▸ **DIRECTION 1**: Filter the records below, keeping only each line that contains the string "reflection", and copy those lines unchanged.

▸ **PASSAGE**:
About five months later, on December 8, 2022, Dye challenged his traffic ticket in the 43-1 District Court in Oakland County. ECF No. 24-8. There, Officer Deanovich testified to his observations of Dye’s driving. Id. At the traffic hearing,
Deanovich notably stated that one of the reasons he suspected Dye of OWI was that Dye had admitted to having three alcoholic drinks. ECF No. 24-8 at PageID.323. Later in the hearing, counsel doubled down on this, arguing that Dye admitted that he drank a cocktail earlier in the night. Id. at PageID.399. Dye never admitted to
drinking. To the contrary, he insisted throughout the entire videoed encounter that he had not been drinking. See ECF Nos. 24-3; 24-4. The 0.00 breath test result supports his adamant denial. Id.; ECF No. 24-8 at PageID.356. Later in the hearing, after Deanovich had finished his testimony and the City had finished presenting its case in chief, the City moved to amend the ticket from
impeding traffic to: (1) speeding 26 miles per hour or over; (2) impeding or blockading traffic; (3) failing to signal; and (4) operating without lights. Id. at PageID.390. Over Dye’s objections, the court granted the motion to amend, and
ultimately found Dye responsible for all four infractions, which increased his original ticket from $190 to $730. Id. at PageID.392, 403–05. In January 2023, Dye sued the City of Hazel Park and both Officers. ECF No. 1. Dye originally brought eleven counts against them, including several under 42
U.S.C. § 1983 for violations of his constitutional rights. Id. Defendants moved for summary judgment, arguing that Deanovich had probable cause to arrest Dye and that regardless, qualified immunity applied. ECF
No. 24. Since then, Dye agreed to dismiss nine counts, including his claims against the City of Hazel Park.1 ECF Nos. 25; 28. Only two § 1983 claims against the Officers remain: arrest without probable cause in violation of the Fourth and Fourteenth Amendments (Count I), and false imprisonment in violation of the Fourth
and Fourteenth Amendments (Count III).

(Point annotation dataset records)
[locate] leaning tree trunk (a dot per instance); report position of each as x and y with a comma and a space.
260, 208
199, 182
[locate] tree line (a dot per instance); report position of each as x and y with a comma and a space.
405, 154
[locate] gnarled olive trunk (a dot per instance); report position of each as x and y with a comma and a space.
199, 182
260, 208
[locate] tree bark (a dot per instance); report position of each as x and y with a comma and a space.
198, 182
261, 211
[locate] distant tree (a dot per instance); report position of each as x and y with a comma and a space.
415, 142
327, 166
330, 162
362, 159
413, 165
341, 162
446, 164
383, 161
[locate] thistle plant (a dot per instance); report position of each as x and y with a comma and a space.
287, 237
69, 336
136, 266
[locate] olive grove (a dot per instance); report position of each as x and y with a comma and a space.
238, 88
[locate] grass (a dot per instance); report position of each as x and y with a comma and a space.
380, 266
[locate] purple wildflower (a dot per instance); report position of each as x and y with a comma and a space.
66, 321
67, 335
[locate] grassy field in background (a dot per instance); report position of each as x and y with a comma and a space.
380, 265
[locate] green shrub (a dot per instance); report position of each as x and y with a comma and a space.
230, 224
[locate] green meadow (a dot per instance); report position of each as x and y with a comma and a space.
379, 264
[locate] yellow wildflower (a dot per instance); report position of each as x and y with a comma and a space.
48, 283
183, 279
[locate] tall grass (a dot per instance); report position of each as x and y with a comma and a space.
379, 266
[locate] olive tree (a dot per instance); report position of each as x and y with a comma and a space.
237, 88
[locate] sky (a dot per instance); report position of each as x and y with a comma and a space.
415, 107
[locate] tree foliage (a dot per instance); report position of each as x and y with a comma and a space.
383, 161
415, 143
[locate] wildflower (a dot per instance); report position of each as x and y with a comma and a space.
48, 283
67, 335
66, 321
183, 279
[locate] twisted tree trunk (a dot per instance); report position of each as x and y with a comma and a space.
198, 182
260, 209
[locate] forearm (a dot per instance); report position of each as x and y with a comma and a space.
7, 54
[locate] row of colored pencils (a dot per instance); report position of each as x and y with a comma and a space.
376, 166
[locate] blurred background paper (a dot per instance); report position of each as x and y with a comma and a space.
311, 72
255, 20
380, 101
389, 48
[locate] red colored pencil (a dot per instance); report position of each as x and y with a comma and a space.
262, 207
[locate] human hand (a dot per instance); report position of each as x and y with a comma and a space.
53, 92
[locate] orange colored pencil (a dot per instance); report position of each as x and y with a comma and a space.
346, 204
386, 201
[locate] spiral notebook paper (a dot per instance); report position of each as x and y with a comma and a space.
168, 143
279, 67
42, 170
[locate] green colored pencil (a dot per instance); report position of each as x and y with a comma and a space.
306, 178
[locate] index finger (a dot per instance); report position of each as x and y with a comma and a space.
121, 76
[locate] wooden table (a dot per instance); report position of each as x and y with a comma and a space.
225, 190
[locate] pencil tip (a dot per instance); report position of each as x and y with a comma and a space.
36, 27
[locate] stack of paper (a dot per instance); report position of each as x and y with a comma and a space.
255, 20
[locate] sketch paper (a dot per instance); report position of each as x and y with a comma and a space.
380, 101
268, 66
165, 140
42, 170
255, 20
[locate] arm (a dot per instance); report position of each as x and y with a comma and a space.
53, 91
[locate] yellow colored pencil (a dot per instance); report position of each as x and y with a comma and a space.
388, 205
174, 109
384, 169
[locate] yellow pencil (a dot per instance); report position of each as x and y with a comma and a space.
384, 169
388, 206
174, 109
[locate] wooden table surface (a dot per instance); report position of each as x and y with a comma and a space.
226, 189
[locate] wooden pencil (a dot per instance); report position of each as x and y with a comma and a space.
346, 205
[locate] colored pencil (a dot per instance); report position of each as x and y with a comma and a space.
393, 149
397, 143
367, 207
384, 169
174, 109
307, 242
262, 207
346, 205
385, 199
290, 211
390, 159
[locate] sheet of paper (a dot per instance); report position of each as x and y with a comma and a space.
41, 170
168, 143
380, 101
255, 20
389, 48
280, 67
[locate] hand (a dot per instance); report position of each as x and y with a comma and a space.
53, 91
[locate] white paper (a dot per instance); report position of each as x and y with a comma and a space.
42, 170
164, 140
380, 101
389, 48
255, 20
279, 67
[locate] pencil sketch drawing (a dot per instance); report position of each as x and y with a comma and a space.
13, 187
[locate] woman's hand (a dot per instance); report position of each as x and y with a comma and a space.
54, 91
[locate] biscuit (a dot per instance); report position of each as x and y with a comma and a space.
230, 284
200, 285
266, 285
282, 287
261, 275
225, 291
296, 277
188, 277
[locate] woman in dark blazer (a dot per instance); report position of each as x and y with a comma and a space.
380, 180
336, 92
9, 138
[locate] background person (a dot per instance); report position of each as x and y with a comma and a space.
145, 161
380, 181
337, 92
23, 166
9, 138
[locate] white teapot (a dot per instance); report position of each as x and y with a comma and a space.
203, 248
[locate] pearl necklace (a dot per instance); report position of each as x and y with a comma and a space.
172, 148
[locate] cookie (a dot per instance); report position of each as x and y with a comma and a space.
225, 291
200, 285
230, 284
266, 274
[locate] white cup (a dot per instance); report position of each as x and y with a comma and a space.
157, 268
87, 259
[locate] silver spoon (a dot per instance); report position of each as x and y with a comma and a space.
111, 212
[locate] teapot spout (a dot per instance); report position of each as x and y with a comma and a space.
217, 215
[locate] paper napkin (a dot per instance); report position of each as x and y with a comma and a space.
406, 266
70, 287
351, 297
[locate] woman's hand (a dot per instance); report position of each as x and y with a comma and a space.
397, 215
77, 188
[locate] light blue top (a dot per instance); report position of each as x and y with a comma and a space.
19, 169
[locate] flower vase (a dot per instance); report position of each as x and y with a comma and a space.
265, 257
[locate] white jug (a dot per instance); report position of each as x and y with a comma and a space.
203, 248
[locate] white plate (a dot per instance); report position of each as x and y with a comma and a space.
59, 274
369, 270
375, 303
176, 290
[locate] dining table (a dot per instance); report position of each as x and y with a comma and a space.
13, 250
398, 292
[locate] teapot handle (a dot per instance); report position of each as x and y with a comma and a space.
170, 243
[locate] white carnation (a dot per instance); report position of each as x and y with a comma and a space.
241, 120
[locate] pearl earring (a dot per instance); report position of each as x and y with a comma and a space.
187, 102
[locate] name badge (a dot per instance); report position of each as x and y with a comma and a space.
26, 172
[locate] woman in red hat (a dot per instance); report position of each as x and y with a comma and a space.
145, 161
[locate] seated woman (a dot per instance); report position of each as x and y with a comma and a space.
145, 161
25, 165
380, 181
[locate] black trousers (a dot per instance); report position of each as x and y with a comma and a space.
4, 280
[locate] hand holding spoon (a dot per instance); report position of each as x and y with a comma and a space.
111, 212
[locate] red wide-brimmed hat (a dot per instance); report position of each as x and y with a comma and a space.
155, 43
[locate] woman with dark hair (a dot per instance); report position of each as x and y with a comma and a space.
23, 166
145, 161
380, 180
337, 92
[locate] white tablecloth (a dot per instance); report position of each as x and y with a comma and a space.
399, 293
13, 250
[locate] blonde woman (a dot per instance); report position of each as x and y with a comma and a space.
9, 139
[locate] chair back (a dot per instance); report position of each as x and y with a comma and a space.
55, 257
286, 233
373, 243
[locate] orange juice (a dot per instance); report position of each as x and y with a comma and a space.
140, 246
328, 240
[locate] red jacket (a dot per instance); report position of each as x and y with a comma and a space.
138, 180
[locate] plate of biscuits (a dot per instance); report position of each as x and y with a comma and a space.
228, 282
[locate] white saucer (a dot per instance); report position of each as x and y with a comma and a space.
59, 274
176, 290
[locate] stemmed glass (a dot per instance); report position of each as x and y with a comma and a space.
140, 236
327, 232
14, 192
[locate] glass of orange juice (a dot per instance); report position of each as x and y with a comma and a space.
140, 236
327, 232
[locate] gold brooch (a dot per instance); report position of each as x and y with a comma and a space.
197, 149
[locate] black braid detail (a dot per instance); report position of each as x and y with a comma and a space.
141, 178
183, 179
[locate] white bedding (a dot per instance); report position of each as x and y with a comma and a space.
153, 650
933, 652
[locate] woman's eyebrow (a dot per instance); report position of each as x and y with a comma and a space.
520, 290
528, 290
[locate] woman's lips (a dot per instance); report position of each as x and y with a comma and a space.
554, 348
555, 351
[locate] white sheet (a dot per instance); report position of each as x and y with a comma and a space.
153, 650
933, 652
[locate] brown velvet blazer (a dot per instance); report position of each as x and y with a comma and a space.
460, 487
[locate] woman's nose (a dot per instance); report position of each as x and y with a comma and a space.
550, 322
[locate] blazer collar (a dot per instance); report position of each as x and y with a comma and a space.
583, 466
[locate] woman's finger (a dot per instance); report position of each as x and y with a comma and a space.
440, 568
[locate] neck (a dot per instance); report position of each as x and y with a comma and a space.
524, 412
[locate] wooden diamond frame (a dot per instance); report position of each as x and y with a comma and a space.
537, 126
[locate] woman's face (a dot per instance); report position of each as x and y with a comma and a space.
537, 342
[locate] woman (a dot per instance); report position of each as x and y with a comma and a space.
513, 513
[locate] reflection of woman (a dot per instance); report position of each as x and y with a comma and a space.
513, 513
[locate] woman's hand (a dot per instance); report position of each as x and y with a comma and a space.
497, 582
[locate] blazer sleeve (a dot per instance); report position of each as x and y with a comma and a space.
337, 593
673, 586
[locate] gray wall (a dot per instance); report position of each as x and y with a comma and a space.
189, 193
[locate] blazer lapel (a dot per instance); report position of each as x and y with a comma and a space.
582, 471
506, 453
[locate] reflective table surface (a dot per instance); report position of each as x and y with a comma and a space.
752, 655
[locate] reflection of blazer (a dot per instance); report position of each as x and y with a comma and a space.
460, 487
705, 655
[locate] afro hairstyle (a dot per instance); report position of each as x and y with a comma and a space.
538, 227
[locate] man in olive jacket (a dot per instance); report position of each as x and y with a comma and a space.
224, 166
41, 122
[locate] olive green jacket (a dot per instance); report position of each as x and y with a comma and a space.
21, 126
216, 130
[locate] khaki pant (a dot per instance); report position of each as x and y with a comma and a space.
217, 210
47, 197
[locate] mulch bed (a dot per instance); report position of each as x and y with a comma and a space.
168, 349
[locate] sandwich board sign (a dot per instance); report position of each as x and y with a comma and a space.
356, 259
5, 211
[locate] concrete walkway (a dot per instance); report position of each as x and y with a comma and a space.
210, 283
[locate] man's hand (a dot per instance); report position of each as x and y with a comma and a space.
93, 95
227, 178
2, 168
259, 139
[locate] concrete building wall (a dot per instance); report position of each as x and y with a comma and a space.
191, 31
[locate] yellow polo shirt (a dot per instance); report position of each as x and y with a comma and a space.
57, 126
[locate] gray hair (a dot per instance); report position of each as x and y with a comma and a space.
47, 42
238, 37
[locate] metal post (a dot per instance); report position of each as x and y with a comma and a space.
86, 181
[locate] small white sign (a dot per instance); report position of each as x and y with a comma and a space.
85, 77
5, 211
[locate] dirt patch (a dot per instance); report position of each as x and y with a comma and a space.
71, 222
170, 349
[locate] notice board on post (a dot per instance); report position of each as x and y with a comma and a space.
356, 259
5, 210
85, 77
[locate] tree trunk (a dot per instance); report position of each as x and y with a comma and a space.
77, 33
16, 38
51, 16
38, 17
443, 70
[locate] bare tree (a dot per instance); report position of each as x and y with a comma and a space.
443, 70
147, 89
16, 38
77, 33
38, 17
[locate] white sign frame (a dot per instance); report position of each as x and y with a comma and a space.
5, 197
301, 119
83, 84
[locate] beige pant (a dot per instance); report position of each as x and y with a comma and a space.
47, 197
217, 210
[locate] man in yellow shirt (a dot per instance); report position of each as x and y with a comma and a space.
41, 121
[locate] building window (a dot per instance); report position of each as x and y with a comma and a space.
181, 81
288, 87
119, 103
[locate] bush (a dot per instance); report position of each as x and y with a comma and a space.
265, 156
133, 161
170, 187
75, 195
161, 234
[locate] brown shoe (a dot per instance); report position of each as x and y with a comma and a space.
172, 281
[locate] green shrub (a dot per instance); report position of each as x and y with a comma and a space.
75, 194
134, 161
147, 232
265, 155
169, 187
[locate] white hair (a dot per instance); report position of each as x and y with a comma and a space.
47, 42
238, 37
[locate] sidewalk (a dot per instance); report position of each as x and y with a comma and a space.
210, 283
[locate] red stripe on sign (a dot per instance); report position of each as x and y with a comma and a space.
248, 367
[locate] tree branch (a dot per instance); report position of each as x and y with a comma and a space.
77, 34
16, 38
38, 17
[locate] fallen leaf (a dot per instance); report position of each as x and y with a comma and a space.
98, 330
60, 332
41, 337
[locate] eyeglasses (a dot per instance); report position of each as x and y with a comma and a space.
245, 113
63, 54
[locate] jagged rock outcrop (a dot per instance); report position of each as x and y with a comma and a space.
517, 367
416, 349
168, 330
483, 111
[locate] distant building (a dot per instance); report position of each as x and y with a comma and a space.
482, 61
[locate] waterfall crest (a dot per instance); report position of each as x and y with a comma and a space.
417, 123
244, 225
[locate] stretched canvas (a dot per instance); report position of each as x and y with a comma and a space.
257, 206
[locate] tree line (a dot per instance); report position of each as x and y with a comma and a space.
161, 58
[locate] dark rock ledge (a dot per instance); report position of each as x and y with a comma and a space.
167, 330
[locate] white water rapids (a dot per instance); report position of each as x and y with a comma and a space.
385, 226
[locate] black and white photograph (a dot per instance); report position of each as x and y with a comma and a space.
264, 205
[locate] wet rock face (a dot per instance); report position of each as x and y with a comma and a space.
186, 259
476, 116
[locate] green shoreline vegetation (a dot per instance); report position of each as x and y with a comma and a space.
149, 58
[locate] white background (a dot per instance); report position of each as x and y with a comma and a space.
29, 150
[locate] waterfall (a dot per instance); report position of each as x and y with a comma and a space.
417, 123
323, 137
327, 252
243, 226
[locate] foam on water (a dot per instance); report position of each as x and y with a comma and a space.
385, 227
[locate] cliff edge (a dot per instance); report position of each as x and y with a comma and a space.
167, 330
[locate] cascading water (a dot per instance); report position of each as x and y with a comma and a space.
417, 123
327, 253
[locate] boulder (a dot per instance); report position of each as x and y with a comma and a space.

▸ **DIRECTION 2**: In the court excerpt above, what amounts did Dye's ticket rise from and to after he was found responsible for all four infractions?

▸ **EXERCISE RESPONSE 1**:
[locate] reflection of woman (a dot per instance); report position of each as x and y with a comma and a space.
[locate] reflection of blazer (a dot per instance); report position of each as x and y with a comma and a space.

▸ **EXERCISE RESPONSE 2**: It rose from $190 to $730.